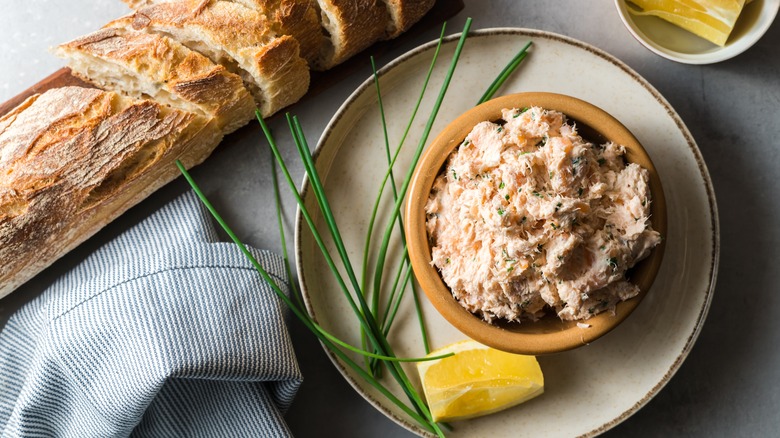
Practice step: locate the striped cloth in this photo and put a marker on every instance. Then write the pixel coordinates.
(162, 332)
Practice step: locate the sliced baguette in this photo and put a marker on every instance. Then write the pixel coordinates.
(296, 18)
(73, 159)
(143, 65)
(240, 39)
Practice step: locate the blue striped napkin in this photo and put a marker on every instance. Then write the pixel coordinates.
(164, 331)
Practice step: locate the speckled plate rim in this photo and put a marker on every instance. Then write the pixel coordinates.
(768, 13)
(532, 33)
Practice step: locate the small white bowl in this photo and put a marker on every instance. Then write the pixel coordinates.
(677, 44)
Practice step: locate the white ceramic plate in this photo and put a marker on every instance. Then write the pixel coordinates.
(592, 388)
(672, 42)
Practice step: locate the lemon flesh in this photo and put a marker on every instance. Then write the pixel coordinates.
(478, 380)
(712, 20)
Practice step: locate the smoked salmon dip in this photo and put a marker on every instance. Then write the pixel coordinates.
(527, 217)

--

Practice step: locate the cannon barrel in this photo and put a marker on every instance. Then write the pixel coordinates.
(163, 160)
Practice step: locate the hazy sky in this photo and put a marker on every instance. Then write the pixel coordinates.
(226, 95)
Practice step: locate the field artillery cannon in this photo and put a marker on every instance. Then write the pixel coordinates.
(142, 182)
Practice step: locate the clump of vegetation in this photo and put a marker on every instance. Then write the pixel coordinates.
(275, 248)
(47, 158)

◆ **Stated goal**
Count the lines in the listing above that contain the word "white". Reply with the number only.

◆ **Answer in full**
2